A run of entries
***

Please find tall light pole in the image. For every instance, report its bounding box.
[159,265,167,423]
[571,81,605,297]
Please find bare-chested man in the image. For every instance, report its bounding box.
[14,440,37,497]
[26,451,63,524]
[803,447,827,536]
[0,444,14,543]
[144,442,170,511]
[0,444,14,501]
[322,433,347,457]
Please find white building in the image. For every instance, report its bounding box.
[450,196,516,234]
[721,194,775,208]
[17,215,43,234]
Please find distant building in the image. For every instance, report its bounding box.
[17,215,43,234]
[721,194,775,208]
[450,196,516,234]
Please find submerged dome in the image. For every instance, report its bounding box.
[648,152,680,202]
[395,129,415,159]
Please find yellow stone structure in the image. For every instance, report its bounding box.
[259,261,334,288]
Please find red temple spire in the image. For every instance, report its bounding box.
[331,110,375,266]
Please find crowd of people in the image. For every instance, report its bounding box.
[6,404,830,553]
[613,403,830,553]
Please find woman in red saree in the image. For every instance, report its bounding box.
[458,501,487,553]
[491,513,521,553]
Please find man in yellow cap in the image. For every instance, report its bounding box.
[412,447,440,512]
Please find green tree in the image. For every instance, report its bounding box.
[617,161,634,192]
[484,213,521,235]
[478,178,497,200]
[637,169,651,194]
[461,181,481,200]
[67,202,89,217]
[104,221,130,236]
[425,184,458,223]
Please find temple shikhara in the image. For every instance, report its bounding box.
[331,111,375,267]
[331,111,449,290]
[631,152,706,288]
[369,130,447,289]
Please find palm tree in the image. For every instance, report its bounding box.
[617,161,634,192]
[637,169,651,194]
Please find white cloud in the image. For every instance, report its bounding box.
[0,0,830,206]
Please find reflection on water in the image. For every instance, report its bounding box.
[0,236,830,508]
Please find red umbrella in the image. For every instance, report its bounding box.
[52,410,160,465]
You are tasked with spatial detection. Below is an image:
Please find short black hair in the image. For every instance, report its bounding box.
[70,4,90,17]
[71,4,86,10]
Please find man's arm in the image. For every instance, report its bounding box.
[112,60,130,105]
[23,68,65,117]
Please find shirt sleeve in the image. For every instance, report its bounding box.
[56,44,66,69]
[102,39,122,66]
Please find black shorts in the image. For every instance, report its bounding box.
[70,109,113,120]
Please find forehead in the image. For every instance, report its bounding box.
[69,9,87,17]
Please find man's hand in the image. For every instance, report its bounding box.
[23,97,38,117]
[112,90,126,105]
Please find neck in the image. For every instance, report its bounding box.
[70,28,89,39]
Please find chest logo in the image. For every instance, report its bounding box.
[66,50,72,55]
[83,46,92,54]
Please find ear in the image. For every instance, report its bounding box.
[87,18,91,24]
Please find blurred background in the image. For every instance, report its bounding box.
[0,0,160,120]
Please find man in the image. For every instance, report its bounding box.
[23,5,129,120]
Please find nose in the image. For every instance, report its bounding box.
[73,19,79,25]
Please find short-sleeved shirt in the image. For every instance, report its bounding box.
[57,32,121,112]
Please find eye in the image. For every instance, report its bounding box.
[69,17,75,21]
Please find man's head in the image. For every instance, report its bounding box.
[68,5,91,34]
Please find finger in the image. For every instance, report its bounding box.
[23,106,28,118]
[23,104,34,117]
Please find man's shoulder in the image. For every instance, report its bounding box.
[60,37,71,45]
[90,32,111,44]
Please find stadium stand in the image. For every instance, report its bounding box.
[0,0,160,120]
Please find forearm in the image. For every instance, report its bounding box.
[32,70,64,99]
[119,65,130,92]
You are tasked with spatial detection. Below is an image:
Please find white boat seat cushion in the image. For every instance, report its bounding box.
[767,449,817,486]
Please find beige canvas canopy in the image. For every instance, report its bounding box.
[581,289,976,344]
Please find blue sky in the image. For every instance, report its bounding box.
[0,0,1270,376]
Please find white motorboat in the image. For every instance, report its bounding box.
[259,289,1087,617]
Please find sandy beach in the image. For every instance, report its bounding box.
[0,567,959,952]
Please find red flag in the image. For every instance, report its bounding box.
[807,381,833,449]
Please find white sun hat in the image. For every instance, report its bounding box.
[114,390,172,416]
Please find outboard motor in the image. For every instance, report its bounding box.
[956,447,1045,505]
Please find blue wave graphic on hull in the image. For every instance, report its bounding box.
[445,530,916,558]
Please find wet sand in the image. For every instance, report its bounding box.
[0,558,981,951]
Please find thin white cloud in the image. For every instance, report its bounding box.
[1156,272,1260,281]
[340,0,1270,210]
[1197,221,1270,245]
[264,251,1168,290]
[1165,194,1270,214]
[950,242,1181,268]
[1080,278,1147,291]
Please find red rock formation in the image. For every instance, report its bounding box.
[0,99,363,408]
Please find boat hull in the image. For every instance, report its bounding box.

***

Copy all of the entries above without changing a single character, and keep them in their original order.

Please find tall light pole in the image. For every instance, report its bounding box.
[159,265,167,423]
[571,81,605,297]
Please find bare-chested man in the image. For every instance, report its bounding box.
[14,440,37,497]
[26,451,63,524]
[803,447,827,536]
[0,444,14,543]
[144,442,170,511]
[0,444,14,501]
[322,433,347,457]
Please find white building in the image. For every instance, report its bounding box.
[450,196,516,234]
[721,194,775,208]
[17,215,43,234]
Please find distant building in the image. For every instance, report its bounding box.
[17,215,43,234]
[721,194,775,208]
[450,196,516,234]
Please find submerged dome in the image. For every instance, report its bounding box.
[648,152,680,202]
[395,129,415,159]
Please find yellow stone structure in the image. For every instance, report its bounding box.
[259,261,334,288]
Please find red temple spire in the image. For every instance, report its bounding box.
[331,110,375,266]
Please find crowd of people in the image. For every instance, report its bounding box.
[6,404,830,553]
[613,403,830,553]
Please find woman in red saree in the image. For every instance, report its bounding box.
[458,501,487,553]
[491,513,521,553]
Please find man in yellow cap in the image. For every instance, report its bounding box.
[412,447,440,512]
Please find green tree in the image. For every instance, report its bounding box.
[617,161,634,192]
[484,213,521,235]
[478,178,497,200]
[637,169,651,194]
[461,181,481,200]
[67,202,89,217]
[104,221,130,236]
[425,184,458,223]
Please find temple shikhara in the image. For every instance, report its bounding box.
[331,111,375,267]
[331,111,449,290]
[631,152,706,288]
[369,130,447,289]
Please find palm tree in the image. For every instance, report its bounding box.
[617,161,634,192]
[637,169,651,194]
Please find white cloud in the image. For every instance, report its bounding box.
[0,0,830,206]
Please find reflection on water in the image. For every instance, report its bounding box.
[0,236,830,508]
Please find red umbrella in the image. For every instance, report its bounding box.
[52,410,160,465]
You are tasked with spatial detection. Below is an image:
Please find short black hair in the image. For every instance, report its bounding box.
[70,4,90,17]
[71,4,86,10]
Please find man's arm in the image. For every instance, report its bounding box.
[112,60,130,105]
[23,68,65,117]
Please find shirt sleeve in the image. For every instance, report its bounding box.
[56,44,66,69]
[102,39,122,66]
Please find black shorts in the image. For every instance, report its bounding box.
[70,109,113,120]
Please find forehead in the image. For every instance, report its bounding box.
[69,9,87,17]
Please find man's hand in the image. For every instance, report its bounding box.
[23,97,38,117]
[112,90,126,105]
Please find neck in the image. For every instance, report its bounding box.
[70,28,89,39]
Please find chest logo in the image. For every instance, report its bounding box.
[66,50,72,55]
[83,46,92,54]
Please find ear in the image. For every instance, report its bounding box.
[87,18,91,24]
Please find blurred background in the image. For every instance, report its bounding box.
[0,0,160,120]
Please find man in the image. For every instance, report its bounding box.
[23,5,129,120]
Please find nose in the image. For every instance, report its bounding box.
[73,19,79,25]
Please find short-sleeved shirt in the image. For every instance, report its bounding box.
[57,32,121,112]
Please find eye in the image. For every instance, report its bounding box.
[69,17,75,21]
Please find man's head in the image. For every instance, report its bounding box.
[68,5,91,34]
Please find finger in the image. For every instance, report its bounding box.
[23,106,28,118]
[23,104,34,117]
Please find man's shoulder in the image. For every instance, report its bounding box.
[60,37,71,45]
[90,32,111,44]
Please find stadium stand in the image. For every instance, report its bounding box.
[0,0,160,120]
Please find forearm in the image. For every instance, report its bounding box.
[32,70,64,99]
[119,65,130,92]
You are tasked with spatial detection. Below is an image:
Please find white boat seat cushion in the image. For every instance, report its bounding box.
[767,449,817,486]
Please find beige canvas canopy in the image. For every instance, report its bounding box.
[581,289,976,344]
Please find blue sky in the image. For every instance, report its bounding box.
[0,0,1270,376]
Please find white motorboat in the image. For every instance, report its bounding box.
[259,289,1087,617]
Please find sandy beach in the image. For every instance, report its bounding box.
[0,567,959,952]
Please find red flag in the image. For every instance, report its bounding box.
[807,381,833,449]
Please find white sun hat in the image. For every instance, report its bounding box.
[114,390,172,416]
Please find outboard motor in the image. For every instance, report its bounding box.
[956,447,1045,505]
Please find blue wave graphic on hull in the image. For every instance, report its bounding box.
[445,530,916,558]
Please find wet sand in the image. For every instance, report its bounding box.
[0,558,981,951]
Please find thin white cloud in the image. For every instance, report its bounding box.
[1156,272,1260,281]
[340,0,1270,210]
[1197,221,1270,245]
[264,251,1168,290]
[1165,194,1270,214]
[950,242,1181,268]
[1080,278,1147,291]
Please find red rock formation in the image. For every instance, report its bounding box.
[0,99,363,408]
Please find boat hull in the image. For every instance, report its bounding box.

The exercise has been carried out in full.